TASK DIRECTIONS: Reproduce the records below verbatim, starting at their first line and ending with the line that contains "x=185 y=456", including both of those lines.

☆ ☆ ☆ ☆ ☆

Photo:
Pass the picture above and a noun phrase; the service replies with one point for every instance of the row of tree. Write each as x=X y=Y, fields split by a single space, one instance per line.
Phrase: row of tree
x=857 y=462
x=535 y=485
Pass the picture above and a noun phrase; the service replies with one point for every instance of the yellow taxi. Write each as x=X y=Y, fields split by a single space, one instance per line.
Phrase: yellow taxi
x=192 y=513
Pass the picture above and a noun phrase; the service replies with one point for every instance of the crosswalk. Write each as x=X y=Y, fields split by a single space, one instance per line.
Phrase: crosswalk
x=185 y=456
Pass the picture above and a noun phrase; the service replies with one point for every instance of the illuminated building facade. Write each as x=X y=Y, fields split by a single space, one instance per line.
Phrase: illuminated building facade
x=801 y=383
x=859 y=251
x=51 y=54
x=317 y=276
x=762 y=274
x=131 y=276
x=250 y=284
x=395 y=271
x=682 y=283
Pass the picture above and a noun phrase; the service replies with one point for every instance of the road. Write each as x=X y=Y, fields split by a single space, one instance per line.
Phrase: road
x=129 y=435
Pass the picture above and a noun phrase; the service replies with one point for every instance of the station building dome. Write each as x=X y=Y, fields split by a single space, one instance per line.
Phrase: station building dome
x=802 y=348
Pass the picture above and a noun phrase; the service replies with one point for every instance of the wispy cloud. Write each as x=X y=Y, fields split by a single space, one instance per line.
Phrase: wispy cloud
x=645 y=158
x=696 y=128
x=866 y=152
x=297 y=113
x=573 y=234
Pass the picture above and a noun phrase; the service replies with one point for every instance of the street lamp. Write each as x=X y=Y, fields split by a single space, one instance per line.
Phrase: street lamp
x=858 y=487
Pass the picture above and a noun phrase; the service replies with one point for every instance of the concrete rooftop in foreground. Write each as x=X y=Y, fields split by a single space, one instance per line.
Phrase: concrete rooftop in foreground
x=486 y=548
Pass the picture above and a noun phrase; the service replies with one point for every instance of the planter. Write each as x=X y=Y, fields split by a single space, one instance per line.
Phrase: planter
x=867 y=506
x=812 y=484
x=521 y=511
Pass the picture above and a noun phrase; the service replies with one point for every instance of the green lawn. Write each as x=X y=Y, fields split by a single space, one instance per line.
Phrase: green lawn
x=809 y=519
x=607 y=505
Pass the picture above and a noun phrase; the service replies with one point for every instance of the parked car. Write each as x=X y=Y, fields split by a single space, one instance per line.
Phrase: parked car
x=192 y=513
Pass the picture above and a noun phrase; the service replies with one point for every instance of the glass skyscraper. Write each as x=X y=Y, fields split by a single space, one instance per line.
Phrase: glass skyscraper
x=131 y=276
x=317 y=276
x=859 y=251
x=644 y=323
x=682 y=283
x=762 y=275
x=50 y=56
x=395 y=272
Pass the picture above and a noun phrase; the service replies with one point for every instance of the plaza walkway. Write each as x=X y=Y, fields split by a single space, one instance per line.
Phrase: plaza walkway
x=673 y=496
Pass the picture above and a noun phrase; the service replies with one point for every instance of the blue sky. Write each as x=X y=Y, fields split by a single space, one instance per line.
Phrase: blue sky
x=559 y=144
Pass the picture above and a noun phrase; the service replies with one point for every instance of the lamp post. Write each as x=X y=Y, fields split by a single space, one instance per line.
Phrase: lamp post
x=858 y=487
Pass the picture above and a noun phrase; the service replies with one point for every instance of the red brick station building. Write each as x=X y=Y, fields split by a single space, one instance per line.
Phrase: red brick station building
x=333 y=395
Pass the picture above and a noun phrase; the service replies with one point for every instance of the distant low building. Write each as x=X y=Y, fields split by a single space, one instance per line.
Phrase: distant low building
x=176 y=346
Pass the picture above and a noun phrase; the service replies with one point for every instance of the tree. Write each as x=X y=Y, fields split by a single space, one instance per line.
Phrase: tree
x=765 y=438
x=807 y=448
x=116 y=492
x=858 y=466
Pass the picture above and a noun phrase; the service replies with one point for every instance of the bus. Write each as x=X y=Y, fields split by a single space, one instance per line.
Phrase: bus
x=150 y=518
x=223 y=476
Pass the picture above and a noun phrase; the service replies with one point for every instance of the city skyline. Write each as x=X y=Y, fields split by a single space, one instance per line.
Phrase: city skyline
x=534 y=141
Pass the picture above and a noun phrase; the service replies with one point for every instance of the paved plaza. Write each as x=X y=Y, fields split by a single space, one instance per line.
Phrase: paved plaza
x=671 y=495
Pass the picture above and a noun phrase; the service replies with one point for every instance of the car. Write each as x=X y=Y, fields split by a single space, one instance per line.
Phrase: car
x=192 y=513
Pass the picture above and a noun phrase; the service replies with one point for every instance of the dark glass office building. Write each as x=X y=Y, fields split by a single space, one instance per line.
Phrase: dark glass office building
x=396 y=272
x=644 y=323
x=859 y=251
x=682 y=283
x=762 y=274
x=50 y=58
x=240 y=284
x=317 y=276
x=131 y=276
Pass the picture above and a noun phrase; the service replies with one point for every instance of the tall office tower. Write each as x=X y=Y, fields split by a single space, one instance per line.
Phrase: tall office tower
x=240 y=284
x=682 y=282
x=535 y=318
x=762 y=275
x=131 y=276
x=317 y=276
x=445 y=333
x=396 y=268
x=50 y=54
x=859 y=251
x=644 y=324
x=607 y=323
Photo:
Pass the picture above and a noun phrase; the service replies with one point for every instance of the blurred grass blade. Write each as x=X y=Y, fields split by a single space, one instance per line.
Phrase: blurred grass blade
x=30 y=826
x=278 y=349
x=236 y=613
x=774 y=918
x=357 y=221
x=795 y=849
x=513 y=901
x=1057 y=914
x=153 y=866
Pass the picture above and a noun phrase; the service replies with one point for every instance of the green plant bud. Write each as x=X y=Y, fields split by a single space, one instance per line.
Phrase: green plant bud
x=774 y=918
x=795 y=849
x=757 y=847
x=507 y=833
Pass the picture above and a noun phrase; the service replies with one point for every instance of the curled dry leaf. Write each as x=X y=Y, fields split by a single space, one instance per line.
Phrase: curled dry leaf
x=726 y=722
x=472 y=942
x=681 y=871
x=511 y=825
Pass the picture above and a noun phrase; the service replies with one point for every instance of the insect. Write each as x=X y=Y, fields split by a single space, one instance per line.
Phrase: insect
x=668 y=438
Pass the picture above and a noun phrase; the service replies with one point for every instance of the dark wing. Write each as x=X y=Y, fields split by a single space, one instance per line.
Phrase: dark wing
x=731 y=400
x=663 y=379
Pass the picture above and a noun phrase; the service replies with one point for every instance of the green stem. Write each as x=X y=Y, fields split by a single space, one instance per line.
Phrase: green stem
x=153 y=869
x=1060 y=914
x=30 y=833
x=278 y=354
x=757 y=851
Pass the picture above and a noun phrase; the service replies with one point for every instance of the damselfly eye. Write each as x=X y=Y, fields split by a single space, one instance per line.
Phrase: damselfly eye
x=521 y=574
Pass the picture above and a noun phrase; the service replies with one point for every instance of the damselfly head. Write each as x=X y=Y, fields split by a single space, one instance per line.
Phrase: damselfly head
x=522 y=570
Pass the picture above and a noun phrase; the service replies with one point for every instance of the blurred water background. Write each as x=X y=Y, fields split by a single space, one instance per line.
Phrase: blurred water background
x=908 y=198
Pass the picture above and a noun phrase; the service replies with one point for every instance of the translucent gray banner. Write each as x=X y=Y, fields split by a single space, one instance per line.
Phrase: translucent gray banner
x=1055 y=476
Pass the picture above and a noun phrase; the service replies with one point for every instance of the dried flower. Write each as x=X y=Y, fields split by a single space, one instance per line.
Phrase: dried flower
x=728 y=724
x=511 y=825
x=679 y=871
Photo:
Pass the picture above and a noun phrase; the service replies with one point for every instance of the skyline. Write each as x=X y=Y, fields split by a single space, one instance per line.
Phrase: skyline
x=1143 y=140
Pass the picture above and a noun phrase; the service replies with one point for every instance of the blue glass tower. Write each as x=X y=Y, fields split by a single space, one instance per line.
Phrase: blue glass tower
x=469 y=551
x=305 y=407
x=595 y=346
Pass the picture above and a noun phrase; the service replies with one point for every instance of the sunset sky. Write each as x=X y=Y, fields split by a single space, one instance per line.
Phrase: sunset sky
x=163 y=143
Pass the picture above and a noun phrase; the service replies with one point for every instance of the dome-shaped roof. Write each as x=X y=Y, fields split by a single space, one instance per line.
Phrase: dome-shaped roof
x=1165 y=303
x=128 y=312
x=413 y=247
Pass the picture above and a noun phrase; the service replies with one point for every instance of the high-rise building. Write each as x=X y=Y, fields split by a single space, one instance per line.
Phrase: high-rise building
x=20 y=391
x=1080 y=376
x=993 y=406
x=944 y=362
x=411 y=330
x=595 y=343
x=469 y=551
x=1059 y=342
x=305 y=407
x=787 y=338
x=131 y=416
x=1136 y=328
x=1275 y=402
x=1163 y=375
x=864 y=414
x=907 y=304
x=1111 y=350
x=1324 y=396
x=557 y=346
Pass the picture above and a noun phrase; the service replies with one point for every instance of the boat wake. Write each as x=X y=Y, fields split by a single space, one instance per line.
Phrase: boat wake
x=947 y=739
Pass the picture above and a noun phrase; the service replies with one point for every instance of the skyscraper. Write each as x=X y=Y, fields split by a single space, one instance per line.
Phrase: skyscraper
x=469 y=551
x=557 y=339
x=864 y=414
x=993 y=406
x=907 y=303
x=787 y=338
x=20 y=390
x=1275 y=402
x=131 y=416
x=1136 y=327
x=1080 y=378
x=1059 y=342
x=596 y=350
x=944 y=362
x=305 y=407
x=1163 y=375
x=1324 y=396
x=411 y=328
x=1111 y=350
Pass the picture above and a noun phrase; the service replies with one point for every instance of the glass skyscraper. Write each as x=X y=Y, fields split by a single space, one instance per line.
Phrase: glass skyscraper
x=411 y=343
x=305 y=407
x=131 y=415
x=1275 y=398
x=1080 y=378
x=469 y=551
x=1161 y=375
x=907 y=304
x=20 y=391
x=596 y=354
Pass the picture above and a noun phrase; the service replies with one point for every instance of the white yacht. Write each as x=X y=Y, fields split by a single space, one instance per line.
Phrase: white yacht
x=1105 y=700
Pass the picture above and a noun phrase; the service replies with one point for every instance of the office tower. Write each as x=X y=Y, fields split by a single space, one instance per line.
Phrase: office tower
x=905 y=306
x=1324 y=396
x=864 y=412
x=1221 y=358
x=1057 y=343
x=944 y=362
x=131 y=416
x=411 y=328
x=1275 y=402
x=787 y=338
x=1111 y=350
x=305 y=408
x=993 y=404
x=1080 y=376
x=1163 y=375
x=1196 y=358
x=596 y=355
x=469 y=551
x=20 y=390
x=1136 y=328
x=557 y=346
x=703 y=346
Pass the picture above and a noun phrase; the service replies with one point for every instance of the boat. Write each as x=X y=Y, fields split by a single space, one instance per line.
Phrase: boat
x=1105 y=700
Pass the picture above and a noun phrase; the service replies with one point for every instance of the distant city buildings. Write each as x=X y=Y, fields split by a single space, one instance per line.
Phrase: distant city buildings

☆ ☆ ☆ ☆ ☆

RESULT FOR THIS EXERCISE:
Photo:
Pass the picture above and a noun phrase; the service replies with one point for every instance of the row of tree. Write each as x=X y=Y, fields split by a single space, one instance per line.
Phrase: row of tree
x=857 y=462
x=535 y=485
Pass the picture above and a noun phrase; the service replies with one point for every instance of the yellow taxi. Write each as x=X y=Y, fields split by a single space, one instance per line.
Phrase: yellow taxi
x=192 y=513
Pass the picture above and a noun phrase; the service replies with one point for every instance of the crosswalk. Write each as x=X y=Y, fields split by a single space, one instance per line.
Phrase: crosswalk
x=185 y=456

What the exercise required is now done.